* start Records provided *

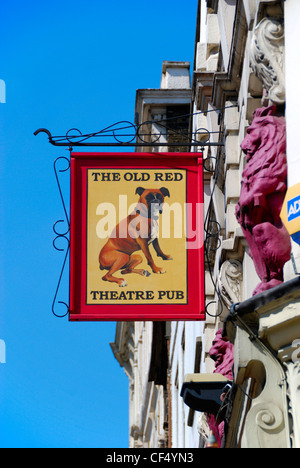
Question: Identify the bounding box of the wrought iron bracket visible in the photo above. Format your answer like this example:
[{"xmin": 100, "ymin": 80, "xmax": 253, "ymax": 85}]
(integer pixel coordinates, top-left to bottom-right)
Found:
[
  {"xmin": 52, "ymin": 157, "xmax": 70, "ymax": 318},
  {"xmin": 34, "ymin": 121, "xmax": 224, "ymax": 149},
  {"xmin": 34, "ymin": 114, "xmax": 224, "ymax": 318}
]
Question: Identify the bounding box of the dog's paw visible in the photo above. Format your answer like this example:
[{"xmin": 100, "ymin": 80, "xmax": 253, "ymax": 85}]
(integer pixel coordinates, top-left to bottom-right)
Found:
[{"xmin": 153, "ymin": 268, "xmax": 167, "ymax": 275}]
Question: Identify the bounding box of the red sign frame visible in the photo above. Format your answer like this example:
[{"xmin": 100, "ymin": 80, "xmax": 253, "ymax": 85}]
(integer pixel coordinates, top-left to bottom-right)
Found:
[{"xmin": 69, "ymin": 153, "xmax": 205, "ymax": 322}]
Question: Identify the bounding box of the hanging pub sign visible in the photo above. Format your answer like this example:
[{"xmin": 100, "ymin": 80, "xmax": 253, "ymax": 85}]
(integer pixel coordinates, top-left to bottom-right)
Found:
[{"xmin": 70, "ymin": 153, "xmax": 205, "ymax": 321}]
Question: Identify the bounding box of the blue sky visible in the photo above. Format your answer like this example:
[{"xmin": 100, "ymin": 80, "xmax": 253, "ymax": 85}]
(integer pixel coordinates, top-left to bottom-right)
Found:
[{"xmin": 0, "ymin": 0, "xmax": 197, "ymax": 448}]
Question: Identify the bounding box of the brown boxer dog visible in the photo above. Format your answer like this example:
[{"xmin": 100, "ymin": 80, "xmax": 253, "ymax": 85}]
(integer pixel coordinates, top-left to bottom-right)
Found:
[{"xmin": 99, "ymin": 187, "xmax": 172, "ymax": 287}]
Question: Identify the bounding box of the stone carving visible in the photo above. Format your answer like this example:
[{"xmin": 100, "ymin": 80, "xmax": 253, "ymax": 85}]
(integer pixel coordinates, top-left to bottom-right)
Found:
[
  {"xmin": 236, "ymin": 106, "xmax": 291, "ymax": 295},
  {"xmin": 250, "ymin": 18, "xmax": 285, "ymax": 104},
  {"xmin": 206, "ymin": 330, "xmax": 234, "ymax": 447},
  {"xmin": 219, "ymin": 260, "xmax": 243, "ymax": 309},
  {"xmin": 285, "ymin": 360, "xmax": 300, "ymax": 448}
]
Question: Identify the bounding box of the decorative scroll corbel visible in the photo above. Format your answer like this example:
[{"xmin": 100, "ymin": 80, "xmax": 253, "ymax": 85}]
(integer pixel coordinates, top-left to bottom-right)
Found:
[
  {"xmin": 250, "ymin": 18, "xmax": 285, "ymax": 105},
  {"xmin": 219, "ymin": 260, "xmax": 243, "ymax": 310}
]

* end Records provided *

Exercise aim:
Find each line in the records that contains the string "sign" and copy those lines. Matching is case-sensitive.

The completed task:
Question: Identify the bounding box of the red sign frame visible in the photo above. Format your answer like this example:
Question: Identify the bounding box of the hanging pub sign visible in the photo above. Format your answer like this example:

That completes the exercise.